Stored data
******************************

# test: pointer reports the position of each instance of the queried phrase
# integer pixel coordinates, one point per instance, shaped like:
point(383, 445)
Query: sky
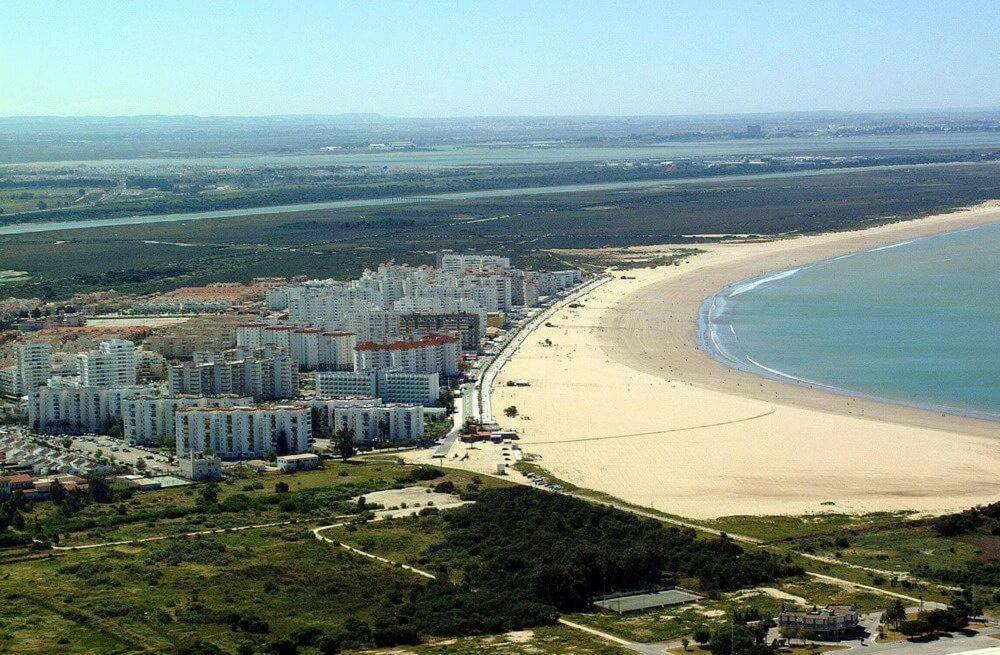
point(500, 58)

******************************

- Task objective: Each entry shown above must be quoted exactly, with its pictures left out.

- Answer section:
# test: pointer reports the position of each instance of the queried phrase
# integer pixel coordinates, one point per instance, shaped like:
point(383, 445)
Query: sky
point(500, 58)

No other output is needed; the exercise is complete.